■ Your instructions: Extract every line of the data below and reproduce each one word for word.

Items taken from a dataset:
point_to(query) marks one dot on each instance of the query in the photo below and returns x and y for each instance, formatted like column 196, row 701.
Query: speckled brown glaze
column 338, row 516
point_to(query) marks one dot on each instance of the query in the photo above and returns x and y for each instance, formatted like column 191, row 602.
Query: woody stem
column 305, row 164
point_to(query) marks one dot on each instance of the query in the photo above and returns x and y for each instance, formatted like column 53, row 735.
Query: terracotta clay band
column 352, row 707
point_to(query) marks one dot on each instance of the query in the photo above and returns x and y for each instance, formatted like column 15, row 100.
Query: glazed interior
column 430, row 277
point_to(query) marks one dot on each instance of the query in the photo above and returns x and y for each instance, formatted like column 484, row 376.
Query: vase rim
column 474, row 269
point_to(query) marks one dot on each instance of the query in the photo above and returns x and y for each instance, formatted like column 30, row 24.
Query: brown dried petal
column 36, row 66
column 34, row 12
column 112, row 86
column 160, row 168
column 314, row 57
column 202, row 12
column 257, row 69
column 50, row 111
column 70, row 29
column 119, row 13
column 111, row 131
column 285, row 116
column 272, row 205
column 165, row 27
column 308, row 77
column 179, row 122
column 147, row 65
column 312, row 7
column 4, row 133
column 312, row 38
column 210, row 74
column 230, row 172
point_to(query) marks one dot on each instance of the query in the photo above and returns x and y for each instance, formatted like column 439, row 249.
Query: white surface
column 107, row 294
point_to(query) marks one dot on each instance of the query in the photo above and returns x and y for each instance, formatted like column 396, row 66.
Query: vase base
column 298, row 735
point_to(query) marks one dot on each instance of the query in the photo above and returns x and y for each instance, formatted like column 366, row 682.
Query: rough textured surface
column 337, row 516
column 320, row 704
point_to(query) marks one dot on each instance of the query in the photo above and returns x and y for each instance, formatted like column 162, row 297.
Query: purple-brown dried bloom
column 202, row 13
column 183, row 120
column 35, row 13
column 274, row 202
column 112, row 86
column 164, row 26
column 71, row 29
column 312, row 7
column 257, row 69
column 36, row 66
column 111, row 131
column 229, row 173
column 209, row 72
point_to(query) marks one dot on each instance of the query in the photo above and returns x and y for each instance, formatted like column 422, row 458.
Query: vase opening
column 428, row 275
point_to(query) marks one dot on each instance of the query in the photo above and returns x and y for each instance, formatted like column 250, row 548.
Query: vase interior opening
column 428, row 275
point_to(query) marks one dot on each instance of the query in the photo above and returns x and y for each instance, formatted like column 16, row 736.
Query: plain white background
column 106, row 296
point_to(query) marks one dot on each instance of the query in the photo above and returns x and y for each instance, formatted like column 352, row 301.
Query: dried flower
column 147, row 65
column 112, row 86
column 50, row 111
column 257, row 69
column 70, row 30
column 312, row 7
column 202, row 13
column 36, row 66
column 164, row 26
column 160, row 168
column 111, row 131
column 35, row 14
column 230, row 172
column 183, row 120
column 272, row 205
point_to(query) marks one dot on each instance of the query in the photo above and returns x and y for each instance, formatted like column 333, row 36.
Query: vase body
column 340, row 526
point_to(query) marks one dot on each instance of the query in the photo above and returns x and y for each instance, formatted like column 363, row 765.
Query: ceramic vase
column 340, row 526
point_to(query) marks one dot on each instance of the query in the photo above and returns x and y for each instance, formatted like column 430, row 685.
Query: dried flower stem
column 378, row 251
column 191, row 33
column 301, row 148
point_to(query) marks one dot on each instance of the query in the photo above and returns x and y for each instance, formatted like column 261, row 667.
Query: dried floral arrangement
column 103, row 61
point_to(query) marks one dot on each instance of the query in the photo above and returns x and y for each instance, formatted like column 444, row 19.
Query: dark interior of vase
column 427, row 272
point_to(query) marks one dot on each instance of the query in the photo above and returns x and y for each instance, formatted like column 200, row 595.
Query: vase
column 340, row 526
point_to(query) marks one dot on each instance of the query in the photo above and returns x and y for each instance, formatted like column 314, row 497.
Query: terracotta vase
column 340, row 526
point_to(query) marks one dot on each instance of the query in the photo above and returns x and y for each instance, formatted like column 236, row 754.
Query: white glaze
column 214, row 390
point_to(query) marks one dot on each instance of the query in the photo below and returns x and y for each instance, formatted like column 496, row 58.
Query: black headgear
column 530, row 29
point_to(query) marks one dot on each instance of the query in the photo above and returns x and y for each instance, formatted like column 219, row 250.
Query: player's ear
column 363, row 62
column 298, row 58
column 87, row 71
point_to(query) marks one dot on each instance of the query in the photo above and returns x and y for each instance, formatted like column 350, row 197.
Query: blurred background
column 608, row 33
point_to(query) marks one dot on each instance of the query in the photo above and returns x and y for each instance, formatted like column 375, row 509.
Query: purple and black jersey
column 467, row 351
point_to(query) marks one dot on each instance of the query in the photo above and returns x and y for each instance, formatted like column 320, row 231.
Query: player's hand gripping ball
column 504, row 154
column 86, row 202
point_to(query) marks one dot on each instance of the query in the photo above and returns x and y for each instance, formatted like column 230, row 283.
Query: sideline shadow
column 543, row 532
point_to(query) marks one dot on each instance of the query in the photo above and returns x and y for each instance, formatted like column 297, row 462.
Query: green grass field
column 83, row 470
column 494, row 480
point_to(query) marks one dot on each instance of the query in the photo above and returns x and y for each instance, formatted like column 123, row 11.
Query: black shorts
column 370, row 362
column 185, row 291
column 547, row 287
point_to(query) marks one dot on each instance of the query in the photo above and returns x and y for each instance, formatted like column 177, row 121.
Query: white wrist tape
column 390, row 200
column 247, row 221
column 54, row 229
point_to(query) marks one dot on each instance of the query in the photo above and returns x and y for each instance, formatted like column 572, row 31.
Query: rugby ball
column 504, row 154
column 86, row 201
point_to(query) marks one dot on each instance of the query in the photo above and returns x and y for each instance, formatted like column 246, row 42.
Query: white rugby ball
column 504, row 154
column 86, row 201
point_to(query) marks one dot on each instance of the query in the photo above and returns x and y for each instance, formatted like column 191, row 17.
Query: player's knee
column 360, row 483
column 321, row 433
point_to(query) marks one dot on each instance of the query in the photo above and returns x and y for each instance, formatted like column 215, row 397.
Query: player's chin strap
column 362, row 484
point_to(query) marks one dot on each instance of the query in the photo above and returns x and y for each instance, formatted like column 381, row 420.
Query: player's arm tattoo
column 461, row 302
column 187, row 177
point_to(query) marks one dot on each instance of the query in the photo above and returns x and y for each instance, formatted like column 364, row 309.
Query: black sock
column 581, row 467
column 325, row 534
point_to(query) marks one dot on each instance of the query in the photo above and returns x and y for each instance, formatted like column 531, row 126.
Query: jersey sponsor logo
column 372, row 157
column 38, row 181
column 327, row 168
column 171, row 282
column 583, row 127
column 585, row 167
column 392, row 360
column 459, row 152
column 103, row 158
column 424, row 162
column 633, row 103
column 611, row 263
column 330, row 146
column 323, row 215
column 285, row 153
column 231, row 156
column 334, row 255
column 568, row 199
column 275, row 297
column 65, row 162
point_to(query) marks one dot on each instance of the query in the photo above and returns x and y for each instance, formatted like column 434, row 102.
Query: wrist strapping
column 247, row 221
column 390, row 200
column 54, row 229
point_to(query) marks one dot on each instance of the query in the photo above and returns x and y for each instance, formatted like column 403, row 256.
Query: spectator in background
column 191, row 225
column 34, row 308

■ Final result:
point_to(query) marks one dot on each instance of the query in the photo below and returns x and y for each instance, formatted like column 196, row 701.
Query: speckled brown glaze
column 338, row 516
point_to(query) marks one dot on each instance of the query in the photo above and returns x and y for each instance, formatted like column 191, row 602.
Query: woody stem
column 305, row 164
point_to(query) marks one dot on each instance of the query in the photo above and returns x and y for each instance, formatted like column 53, row 735.
Query: terracotta clay band
column 352, row 707
point_to(query) marks one dot on each instance of the query in the photo above and returns x and y for each instance, formatted like column 15, row 100.
Query: glazed interior
column 430, row 277
point_to(query) marks one dot on each instance of the query in the photo above and returns x and y for each instance, formatted like column 484, row 376.
Query: vase rim
column 474, row 269
point_to(query) marks one dot on each instance of the query in the photo above and returns x and y for each instance, formatted like column 30, row 24.
Query: brown dried petal
column 36, row 66
column 34, row 12
column 112, row 86
column 160, row 168
column 314, row 57
column 202, row 12
column 257, row 69
column 50, row 111
column 70, row 29
column 119, row 13
column 111, row 131
column 285, row 116
column 272, row 205
column 165, row 27
column 308, row 77
column 179, row 122
column 147, row 65
column 312, row 7
column 4, row 133
column 312, row 38
column 210, row 74
column 230, row 172
point_to(query) marks one dot on each instance of the query in the photo above and returns x and y for each instance, formatted like column 439, row 249.
Query: white surface
column 107, row 294
point_to(query) marks one dot on each instance of the query in the photo above and returns x and y for each instance, formatted like column 396, row 66.
Query: vase base
column 298, row 735
point_to(query) marks one dot on each instance of the query in the photo above and returns x and y for each instance, formatted like column 366, row 682.
Query: rough textured surface
column 337, row 516
column 320, row 704
point_to(query) marks one dot on each instance of the query in the photo above and returns x and y for each instance, formatted like column 162, row 297.
Query: purple-brown dried bloom
column 202, row 13
column 183, row 120
column 35, row 13
column 274, row 202
column 112, row 86
column 164, row 26
column 71, row 29
column 312, row 7
column 257, row 69
column 36, row 66
column 111, row 131
column 229, row 173
column 209, row 72
point_to(query) marks one dot on each instance of the query in the photo above and returns x and y for each instance, formatted like column 422, row 458.
Query: vase opening
column 428, row 275
point_to(query) marks one dot on each instance of the query in the photo above and returns x and y for each instance, formatted like column 250, row 548.
Query: vase interior opening
column 428, row 275
point_to(query) marks one dot on each instance of the query in the photo above and returns x and y for each instance, formatted like column 16, row 736.
Query: plain white background
column 106, row 296
point_to(query) marks one dot on each instance of the query in the photo above and returns x and y for each instance, formatted like column 352, row 301.
Query: dried flower
column 147, row 65
column 112, row 86
column 50, row 111
column 257, row 69
column 70, row 30
column 312, row 7
column 202, row 13
column 36, row 66
column 164, row 26
column 160, row 168
column 111, row 131
column 35, row 14
column 230, row 172
column 183, row 120
column 272, row 205
point_to(query) marks one dot on each instance of the query in the photo above and returns x and y for each instance, formatted like column 333, row 36.
Query: vase body
column 340, row 526
point_to(query) marks one dot on each instance of the query in the photo above and returns x and y for each instance, formatted like column 363, row 765.
Query: ceramic vase
column 340, row 526
point_to(query) marks one dot on each instance of the query in the photo above and returns x and y for each instance, formatted like column 430, row 685.
Query: dried flower stem
column 378, row 251
column 191, row 33
column 301, row 148
point_to(query) marks one dot on each instance of the query in the photo above and returns x and y for each instance, formatted like column 261, row 667.
Query: dried floral arrangement
column 103, row 61
point_to(query) marks one dot on each instance of the query in the photo above and returns x and y for each instance, formatted like column 444, row 19.
Query: dark interior of vase
column 427, row 272
point_to(query) marks one dot on each instance of the query in the photo above and returns x and y for each instance, formatted like column 200, row 595.
Query: vase
column 340, row 526
point_to(query) marks one dot on each instance of the query in the photo above and returns x and y for each instance, formatted like column 314, row 497.
Query: terracotta vase
column 340, row 526
point_to(query) marks one dot on each instance of the query in the photo above and returns x and y for each instance, formatted like column 236, row 754.
Query: white glaze
column 214, row 390
point_to(query) marks one dot on each instance of the query in the photo below and returns x and y for each instance, formatted like column 496, row 58.
Query: black headgear
column 530, row 29
point_to(query) marks one dot on each instance of the query in the photo above and returns x and y for each instance, formatted like column 219, row 250.
Query: player's ear
column 363, row 62
column 298, row 58
column 87, row 71
point_to(query) marks one dot on each instance of the query in the photo above and returns x and y for each instance, formatted like column 350, row 197.
Query: blurred background
column 608, row 33
point_to(query) marks one dot on each instance of the query in the photo above and returns x and y for each instance, formatted like column 375, row 509.
Query: purple and black jersey
column 467, row 351
point_to(query) marks one dot on each instance of the query in the photo above and returns x and y for each instance, formatted like column 320, row 231.
Query: player's hand gripping ball
column 504, row 154
column 86, row 202
point_to(query) marks one dot on each instance of the query in the photo above and returns x and y for each instance, formatted like column 230, row 283.
Query: sideline shadow
column 543, row 532
point_to(query) marks one dot on each instance of the query in the photo above and returns x and y for each instance, formatted like column 297, row 462.
Query: green grass field
column 83, row 470
column 494, row 480
point_to(query) marks one dot on each instance of the query in the photo above and returns x and y for each instance, formatted like column 123, row 11.
Query: black shorts
column 370, row 362
column 185, row 291
column 547, row 287
point_to(query) marks one dot on each instance of the query in the photo above and returns x and y for each instance, formatted like column 177, row 121.
Query: white wrist tape
column 390, row 200
column 247, row 221
column 54, row 229
point_to(query) marks one dot on each instance of the query in the photo above and returns x and y for each instance, formatted like column 572, row 31.
Query: rugby ball
column 504, row 154
column 86, row 201
point_to(query) marks one dot on each instance of the query in the photo above and returns x and y for each instance, formatted like column 246, row 42.
Query: white rugby ball
column 504, row 154
column 86, row 201
point_to(query) marks one dot on each instance of the query in the photo above and returns x and y for each instance, formatted like column 191, row 17.
Query: player's knee
column 360, row 483
column 321, row 433
point_to(query) marks one dot on each instance of the query in the photo above and returns x and y for each instance, formatted like column 215, row 397.
Query: player's chin strap
column 362, row 484
point_to(query) marks one dot on each instance of the query in the photo above and returns x and y for each instance, formatted like column 381, row 420.
Query: player's arm tattoo
column 461, row 302
column 187, row 177
point_to(query) marks one dot on each instance of the query in the photo above and returns x and y for each instance, formatted like column 364, row 309.
Query: black sock
column 581, row 467
column 325, row 534
point_to(query) marks one dot on each instance of the query in the photo above and returns x and y for each instance, formatted like column 531, row 126.
Query: jersey sponsor logo
column 372, row 157
column 38, row 181
column 327, row 168
column 171, row 282
column 583, row 127
column 585, row 167
column 392, row 360
column 459, row 152
column 103, row 158
column 424, row 162
column 633, row 103
column 611, row 263
column 330, row 146
column 323, row 215
column 285, row 153
column 231, row 156
column 334, row 255
column 568, row 199
column 275, row 297
column 65, row 162
point_to(query) marks one dot on each instance of the query in the photo above and returns x and y for each instance, formatted like column 434, row 102.
Query: wrist strapping
column 247, row 221
column 390, row 200
column 54, row 229
point_to(query) marks one dot on each instance of the query in the photo above and returns x and y for each instance, formatted like column 403, row 256.
Query: spectator in background
column 191, row 225
column 34, row 308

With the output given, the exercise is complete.